◆ SOURCE TEXT
# # # # #
Gov. Phil Scott in a statement congratulating Biden and Vice President Kamala Harris, said the Biden administration has many challenges to face, but political polarization is chief among them.
“President Biden campaigned on bringing people together, working across the aisle and uniting our nation — that is how he earned my vote,” Scott said. “After years of intentional division and polarization, driven by the extremes, it is essential that he delivers on that promise — even in the face of the very hostility he has pledged to address.”
While political division in the U.S. has been identified as a key challenge, there are a number of other initiatives the Biden administration is reportedly looking to tackle right out of the gate.
Here are three actions the administration is reportedly looking at and how Vermont may be impacted:
In December, Biden said he would move to significantly increase vaccine distribution, targeting 100 million shots administered in his first 100 days. To do this, the administration plans to invest $25 billion in vaccine manufacturing and distribution programs, according to the administration’s plan listed on the White House website.
Vermont officials have said that the state’s distribution plan is heavily tied to the rate at which the federal government is distributing doses. The state is currently finishing up the first phase of vaccine rollout, with the second phase, expanding eligibility to those age 75 and older, set to begin next week.
While other states have broadened eligibility at a quicker rate, Vermont officials say they don’t want to overpromise as the state’s weekly vaccine allotment has fluctuated, decreasing from the initial 11,000 doses per week to just under 9,000. State officials have said they are prioritizing Vermonters who are most at risk of a fatal outcome if they contract COVID-19.
Scott has said Vermont has the capacity to scale up its vaccine distribution program if supply from the federal government increases.
The Biden administration is reportedly looking to rejoin both the World Health Organization (WHO) and Paris Climate Accord, according to numerous national and international media outlets.
The U.S. pulled out of the Paris Climate Accord in President Donald Trump’s first year in office, and pulled out of the WHO in the initial months of the COVID-19 pandemic. Both actions were condemned by Vermont leaders and legislators.
“In a global pandemic that in 100 days has killed more Americans than died in Vietnam and Korea and is predicted to kill thousands more, we need every weapon in our arsenal,” Sen. Patrick Leahy, D-Vt., said in May in a statement. “Now is the worst possible time to withdraw from the World Health Organization, which coordinates the coronavirus response and which the world depends on for expertise on everything from deadly respiratory infections to polio.”
In response to the U.S. pulling out of the Paris Climate Accord in 2017, Scott joined fellow Republican Gov. Charlie Baker, of Massachusetts, in writing a letter to the administration requesting that the U.S. maintain its commitment to the accord.
# # # # #
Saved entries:
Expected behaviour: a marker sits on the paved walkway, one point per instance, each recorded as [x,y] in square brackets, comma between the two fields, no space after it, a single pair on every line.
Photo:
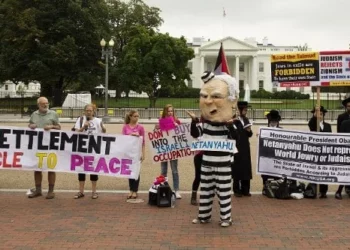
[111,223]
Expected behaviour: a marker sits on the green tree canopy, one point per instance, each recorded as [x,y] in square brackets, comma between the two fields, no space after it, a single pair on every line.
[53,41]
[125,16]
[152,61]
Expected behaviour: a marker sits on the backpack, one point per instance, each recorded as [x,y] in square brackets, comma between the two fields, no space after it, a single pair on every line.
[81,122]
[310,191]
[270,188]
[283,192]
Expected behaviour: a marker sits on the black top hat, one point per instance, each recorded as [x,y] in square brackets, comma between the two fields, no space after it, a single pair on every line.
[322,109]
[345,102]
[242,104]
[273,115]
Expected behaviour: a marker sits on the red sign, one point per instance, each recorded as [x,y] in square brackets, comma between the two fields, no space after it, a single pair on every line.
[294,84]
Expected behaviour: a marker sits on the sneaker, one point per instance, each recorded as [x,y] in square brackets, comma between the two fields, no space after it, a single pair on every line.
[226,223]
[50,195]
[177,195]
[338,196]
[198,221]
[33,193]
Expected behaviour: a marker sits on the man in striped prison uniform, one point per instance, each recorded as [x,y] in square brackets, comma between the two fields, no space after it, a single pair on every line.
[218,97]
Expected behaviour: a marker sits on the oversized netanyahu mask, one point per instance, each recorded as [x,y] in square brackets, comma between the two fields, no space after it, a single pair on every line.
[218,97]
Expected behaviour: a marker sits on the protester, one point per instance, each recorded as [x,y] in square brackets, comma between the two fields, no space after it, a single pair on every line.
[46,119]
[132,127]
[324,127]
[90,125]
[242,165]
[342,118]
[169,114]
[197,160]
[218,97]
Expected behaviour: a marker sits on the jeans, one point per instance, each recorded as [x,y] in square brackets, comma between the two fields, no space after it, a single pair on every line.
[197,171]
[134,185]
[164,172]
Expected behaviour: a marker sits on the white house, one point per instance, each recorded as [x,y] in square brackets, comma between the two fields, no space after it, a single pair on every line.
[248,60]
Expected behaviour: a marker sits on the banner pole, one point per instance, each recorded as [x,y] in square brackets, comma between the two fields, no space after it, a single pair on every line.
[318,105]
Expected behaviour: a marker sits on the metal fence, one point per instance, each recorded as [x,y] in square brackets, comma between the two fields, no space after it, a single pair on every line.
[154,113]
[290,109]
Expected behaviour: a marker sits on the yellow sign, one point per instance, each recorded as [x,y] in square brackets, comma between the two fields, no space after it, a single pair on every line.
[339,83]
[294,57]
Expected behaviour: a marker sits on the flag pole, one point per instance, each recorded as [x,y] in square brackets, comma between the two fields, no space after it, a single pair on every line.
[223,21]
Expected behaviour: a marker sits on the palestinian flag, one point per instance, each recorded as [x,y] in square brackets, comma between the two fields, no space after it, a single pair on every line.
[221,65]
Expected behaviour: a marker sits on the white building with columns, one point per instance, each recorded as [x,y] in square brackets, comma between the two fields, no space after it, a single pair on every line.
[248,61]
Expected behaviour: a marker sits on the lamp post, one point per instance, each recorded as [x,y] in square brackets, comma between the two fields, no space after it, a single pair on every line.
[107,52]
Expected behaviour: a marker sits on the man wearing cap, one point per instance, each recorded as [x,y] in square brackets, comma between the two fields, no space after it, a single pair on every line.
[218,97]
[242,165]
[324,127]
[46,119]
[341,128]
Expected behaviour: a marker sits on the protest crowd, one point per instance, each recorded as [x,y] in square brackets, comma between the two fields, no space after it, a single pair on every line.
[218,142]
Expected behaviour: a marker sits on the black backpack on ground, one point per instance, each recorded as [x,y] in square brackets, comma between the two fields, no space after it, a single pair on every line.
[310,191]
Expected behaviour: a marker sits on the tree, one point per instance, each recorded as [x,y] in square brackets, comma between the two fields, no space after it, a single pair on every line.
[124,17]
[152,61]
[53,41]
# # # # #
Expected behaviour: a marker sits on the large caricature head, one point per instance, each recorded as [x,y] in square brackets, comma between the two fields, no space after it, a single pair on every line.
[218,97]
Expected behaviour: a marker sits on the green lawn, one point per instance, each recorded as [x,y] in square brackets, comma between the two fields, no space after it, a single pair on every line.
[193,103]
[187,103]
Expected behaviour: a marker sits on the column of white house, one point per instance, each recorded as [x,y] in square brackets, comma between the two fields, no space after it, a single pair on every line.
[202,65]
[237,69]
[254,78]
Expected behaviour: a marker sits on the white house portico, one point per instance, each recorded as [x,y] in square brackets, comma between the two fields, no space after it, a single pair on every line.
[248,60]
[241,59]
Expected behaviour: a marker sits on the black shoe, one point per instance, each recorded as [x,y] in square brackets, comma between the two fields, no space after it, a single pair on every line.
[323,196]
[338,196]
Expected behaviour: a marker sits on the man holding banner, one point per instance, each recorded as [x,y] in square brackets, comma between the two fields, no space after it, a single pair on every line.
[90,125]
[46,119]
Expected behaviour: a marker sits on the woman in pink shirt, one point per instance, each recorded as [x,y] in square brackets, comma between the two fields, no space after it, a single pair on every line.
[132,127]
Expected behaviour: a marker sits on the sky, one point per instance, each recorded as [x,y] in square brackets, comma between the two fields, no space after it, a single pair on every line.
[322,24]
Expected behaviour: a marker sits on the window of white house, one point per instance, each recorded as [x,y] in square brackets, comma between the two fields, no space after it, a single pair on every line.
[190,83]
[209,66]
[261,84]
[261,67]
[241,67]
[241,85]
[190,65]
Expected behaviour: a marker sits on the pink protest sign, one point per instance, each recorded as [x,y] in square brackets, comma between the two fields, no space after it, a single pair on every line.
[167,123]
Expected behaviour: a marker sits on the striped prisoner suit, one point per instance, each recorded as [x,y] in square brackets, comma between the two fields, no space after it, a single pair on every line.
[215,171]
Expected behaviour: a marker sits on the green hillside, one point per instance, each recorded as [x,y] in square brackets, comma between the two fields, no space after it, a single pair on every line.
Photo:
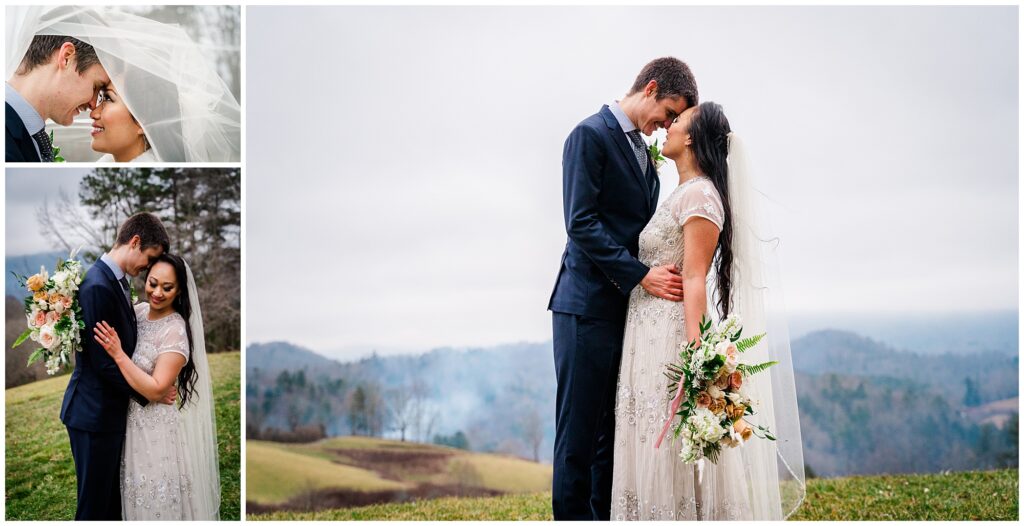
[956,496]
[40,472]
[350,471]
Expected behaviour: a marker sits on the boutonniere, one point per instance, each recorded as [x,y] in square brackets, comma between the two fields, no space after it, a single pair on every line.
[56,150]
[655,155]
# # # # #
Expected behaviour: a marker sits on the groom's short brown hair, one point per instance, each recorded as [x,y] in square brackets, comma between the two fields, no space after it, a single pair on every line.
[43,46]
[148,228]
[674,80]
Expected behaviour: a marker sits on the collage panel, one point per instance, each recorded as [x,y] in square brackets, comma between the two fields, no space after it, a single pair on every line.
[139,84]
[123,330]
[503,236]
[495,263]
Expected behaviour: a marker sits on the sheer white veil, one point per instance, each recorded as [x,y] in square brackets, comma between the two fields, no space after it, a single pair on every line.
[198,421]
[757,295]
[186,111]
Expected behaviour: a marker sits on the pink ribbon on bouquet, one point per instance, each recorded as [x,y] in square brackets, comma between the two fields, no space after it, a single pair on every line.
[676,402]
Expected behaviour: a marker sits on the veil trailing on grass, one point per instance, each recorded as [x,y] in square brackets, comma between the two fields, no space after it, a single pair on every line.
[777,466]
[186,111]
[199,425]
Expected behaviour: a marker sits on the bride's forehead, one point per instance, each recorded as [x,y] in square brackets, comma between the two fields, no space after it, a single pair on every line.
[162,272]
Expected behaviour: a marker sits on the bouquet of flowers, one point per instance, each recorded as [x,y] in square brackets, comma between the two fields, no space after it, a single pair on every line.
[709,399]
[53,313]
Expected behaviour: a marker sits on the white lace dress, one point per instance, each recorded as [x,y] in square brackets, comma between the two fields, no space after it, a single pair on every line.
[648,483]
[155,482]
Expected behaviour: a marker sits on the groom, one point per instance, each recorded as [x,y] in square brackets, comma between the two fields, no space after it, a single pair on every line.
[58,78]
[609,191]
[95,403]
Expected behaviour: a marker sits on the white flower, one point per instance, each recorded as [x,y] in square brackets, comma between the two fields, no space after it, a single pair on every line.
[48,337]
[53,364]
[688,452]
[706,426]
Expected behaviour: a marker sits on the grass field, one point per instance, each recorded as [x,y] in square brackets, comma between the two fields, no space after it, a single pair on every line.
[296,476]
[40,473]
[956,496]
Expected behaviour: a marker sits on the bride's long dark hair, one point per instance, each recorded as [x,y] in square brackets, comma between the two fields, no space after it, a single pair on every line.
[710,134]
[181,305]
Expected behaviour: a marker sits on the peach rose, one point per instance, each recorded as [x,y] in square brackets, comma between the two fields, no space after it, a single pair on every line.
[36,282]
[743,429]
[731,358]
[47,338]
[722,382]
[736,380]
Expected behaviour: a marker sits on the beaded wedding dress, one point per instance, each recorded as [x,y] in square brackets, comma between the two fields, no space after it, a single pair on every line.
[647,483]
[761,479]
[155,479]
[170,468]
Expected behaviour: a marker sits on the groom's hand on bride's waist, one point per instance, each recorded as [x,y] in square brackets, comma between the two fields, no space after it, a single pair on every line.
# # # # #
◆ SET OF TASKS
1. In the article on the Biden administration and Vermont, how much does the administration plan to invest in vaccine manufacturing and distribution programs?
2. Summarize the article on the Biden administration and Vermont in two sentences.
The saved entries have no connection to the article.

◆ TASK-BY-TASK OUTPUTS
1. $25 billion.

2. Gov. Phil Scott congratulated Biden and Harris and named political polarization as the chief challenge facing the new administration, which is also reportedly planning early actions such as expanding vaccine distribution and rejoining the World Health Organization and the Paris Climate Accord. Vermont's vaccine rollout depends heavily on federal supply, and Vermont leaders had condemned the U.S. withdrawals from the WHO and the Paris accord.